PROVIDED DATA:
________
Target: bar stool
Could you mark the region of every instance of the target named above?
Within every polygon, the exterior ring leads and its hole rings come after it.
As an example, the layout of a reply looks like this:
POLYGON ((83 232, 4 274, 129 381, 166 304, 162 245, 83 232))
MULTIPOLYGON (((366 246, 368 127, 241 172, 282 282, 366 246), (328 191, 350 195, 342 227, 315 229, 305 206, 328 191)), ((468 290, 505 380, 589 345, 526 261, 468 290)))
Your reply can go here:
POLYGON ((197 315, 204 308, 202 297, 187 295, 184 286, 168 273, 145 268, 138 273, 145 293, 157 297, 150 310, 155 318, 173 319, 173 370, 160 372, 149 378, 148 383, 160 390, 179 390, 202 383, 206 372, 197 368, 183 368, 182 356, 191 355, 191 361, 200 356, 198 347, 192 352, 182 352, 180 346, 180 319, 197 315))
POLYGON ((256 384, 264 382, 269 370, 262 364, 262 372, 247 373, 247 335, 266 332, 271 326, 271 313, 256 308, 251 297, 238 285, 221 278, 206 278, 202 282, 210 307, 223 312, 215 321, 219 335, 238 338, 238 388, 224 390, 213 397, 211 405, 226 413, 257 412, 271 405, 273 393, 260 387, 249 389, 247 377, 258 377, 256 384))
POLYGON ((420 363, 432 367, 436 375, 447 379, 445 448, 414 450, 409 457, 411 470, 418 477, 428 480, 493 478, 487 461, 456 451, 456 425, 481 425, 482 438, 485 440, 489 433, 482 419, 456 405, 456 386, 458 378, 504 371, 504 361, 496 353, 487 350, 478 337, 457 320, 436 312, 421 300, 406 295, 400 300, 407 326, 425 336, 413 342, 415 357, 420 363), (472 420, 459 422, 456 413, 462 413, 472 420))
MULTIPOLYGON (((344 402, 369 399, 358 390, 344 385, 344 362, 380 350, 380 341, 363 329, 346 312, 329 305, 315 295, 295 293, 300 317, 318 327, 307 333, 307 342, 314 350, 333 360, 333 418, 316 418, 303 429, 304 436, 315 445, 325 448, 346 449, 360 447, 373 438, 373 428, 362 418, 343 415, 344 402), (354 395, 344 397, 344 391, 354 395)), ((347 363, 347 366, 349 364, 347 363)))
________
GOAL OF THE EXERCISE:
Starting at the line above that contains "Could you mark", write out each line exactly until the line that contains "MULTIPOLYGON (((366 246, 368" has been written, and stop there.

SOLVED EXERCISE:
Could you mark the region of every instance of the target named above?
Within every polygon, the exterior ring leads and its hole rings come after it.
As an example, the layout of a reply looks like this:
POLYGON ((83 232, 4 274, 129 381, 166 304, 162 245, 83 232))
MULTIPOLYGON (((366 246, 368 127, 241 172, 282 282, 366 246), (328 191, 350 195, 342 227, 315 229, 305 206, 328 191)), ((468 290, 505 380, 589 345, 526 261, 468 290)))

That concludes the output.